해결할 과제:
아래에 실린 역전파와 신경망 강의 노트 전체를 한 글자도 바꾸지 말고 그대로 옮겨 적으십시오.

[CS224N] Lecture 3 - Backprop and Neural Networks

이채연·2023년 3월 3일

cs224n

CS224N

목록 보기

3/10

Named Entity Recognition (NER)

🔗 Goal

piece of text들을 훑어보고 person, locations, products, dates, times와 같은 entity category에 속한 word를 labeling, 분류한다.

🔗 How to do NER

NER task를 하기 위해서는 context를 사용해야 한다.

Simple NER: Window classification using binary logistic classifier

💡 Idea
neighboring words의 context window에서 각 word를 classify

🔗Algorithm

"Paris"에 대해 window를 생성한다. 이 5개의 word에 대해 word2vec이나 GloVe word vectors를 사용해서 word vector를 얻은 다음, 5개의 vector를 concatenate하여 long vector를 만든다.

제공 자료:
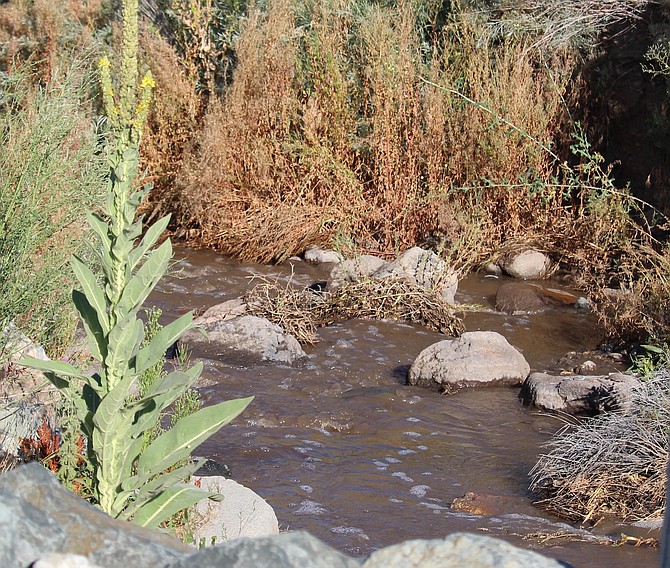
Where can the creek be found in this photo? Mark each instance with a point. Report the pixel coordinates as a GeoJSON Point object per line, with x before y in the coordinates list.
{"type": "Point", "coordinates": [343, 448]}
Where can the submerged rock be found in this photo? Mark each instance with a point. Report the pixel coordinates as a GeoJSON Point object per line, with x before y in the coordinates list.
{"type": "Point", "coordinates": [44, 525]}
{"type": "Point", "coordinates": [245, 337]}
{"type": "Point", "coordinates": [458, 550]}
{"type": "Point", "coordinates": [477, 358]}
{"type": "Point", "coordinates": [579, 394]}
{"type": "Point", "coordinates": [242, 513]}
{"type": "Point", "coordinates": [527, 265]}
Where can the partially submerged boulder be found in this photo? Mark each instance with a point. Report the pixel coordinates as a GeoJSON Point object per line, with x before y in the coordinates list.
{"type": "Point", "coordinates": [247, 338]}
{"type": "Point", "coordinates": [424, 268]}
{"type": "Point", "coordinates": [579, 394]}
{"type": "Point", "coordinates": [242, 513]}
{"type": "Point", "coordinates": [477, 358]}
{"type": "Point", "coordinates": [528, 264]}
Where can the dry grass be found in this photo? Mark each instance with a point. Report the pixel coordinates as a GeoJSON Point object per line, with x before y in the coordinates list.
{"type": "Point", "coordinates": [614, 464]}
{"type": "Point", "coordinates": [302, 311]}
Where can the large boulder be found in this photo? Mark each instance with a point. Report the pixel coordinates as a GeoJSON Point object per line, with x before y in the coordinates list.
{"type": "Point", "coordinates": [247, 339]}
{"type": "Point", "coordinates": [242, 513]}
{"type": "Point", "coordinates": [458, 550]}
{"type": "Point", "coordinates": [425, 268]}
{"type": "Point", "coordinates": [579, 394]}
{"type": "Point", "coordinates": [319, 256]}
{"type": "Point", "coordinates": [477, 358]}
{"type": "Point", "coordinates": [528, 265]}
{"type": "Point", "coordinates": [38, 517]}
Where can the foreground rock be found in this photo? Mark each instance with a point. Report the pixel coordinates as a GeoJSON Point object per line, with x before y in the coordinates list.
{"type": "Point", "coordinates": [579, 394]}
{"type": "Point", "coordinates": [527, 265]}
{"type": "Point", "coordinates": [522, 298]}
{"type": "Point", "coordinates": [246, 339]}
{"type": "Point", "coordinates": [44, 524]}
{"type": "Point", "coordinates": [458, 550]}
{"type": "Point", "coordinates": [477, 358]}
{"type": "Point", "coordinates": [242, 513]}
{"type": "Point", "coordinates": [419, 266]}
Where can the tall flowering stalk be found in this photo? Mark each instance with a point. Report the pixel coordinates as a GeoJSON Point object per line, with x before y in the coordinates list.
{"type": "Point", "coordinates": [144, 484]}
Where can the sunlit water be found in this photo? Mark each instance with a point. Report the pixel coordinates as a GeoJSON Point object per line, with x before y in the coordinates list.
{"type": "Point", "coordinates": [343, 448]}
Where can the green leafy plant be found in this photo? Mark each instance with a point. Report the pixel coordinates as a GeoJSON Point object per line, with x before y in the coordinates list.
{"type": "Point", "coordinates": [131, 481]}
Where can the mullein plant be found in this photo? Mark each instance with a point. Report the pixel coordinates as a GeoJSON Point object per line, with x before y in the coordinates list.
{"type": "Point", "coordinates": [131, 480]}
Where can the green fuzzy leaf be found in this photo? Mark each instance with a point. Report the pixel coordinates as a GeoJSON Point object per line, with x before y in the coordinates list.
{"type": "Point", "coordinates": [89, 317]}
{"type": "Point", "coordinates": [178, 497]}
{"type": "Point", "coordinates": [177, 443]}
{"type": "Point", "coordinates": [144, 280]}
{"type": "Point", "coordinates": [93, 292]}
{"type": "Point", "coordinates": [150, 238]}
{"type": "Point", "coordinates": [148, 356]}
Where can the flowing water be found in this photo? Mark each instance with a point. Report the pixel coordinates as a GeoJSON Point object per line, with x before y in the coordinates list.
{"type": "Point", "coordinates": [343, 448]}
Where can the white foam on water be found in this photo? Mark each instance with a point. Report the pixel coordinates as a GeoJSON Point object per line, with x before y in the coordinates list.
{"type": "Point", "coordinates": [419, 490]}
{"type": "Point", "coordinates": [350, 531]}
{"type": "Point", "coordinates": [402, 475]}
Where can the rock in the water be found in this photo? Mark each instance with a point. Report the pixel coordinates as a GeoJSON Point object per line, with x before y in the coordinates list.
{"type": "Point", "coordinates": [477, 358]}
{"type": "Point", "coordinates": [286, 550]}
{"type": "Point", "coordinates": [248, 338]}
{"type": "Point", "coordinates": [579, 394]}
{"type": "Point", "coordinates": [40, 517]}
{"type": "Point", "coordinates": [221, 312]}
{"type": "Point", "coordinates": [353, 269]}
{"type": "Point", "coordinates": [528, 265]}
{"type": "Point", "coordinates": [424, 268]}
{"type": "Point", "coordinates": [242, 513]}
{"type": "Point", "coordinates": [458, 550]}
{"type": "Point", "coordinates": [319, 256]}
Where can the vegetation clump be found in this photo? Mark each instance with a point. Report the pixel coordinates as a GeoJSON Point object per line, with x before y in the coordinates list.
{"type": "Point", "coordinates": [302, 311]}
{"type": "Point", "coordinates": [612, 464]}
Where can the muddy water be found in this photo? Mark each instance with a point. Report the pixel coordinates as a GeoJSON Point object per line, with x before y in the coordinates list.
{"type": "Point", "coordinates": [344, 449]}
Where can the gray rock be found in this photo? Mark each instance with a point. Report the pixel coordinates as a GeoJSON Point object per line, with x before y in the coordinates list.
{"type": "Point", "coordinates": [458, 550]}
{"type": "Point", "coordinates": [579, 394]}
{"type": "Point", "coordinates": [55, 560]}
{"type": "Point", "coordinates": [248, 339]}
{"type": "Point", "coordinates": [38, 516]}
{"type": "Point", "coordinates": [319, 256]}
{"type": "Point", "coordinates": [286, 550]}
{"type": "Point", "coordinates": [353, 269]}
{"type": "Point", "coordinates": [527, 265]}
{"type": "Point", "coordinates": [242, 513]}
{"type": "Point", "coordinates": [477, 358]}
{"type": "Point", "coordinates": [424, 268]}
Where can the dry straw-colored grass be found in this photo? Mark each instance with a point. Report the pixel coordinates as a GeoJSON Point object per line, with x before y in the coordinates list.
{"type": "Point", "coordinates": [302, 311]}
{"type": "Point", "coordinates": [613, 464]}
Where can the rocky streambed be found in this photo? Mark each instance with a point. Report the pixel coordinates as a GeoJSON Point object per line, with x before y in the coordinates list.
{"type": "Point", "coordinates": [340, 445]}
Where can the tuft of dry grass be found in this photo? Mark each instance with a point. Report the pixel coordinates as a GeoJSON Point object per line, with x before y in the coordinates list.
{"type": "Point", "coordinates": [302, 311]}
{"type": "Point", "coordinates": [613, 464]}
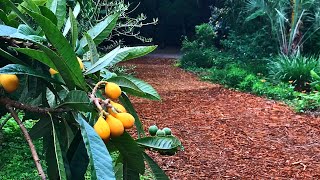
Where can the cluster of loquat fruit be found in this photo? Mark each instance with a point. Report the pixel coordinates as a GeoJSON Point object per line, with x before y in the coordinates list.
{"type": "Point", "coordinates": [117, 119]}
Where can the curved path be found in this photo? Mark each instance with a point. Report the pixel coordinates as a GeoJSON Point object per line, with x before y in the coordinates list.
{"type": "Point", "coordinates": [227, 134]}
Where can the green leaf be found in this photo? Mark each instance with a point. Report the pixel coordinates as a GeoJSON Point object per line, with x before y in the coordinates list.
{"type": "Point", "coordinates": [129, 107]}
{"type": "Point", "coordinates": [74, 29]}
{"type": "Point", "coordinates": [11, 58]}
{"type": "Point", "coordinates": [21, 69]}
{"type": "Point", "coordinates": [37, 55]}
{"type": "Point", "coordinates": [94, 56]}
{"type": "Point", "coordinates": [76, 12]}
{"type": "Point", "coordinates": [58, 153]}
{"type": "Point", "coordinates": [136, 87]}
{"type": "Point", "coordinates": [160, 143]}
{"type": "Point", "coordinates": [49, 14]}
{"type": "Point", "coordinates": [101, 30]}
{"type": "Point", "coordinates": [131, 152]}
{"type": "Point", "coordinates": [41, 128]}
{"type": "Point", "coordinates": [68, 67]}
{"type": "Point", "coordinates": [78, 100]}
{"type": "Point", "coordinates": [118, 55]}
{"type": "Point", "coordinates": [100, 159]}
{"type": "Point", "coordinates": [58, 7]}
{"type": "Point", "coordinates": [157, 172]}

정답:
[CS224N] Lecture 3 - Backprop and Neural Networks

이채연·2023년 3월 3일

cs224n

CS224N

목록 보기

3/10

Named Entity Recognition (NER)

🔗 Goal

piece of text들을 훑어보고 person, locations, products, dates, times와 같은 entity category에 속한 word를 labeling, 분류한다.

🔗 How to do NER

NER task를 하기 위해서는 context를 사용해야 한다.

Simple NER: Window classification using binary logistic classifier

💡 Idea
neighboring words의 context window에서 각 word를 classify

🔗Algorithm

"Paris"에 대해 window를 생성한다. 이 5개의 word에 대해 word2vec이나 GloVe word vectors를 사용해서 word vector를 얻은 다음, 5개의 vector를 concatenate하여 long vector를 만든다.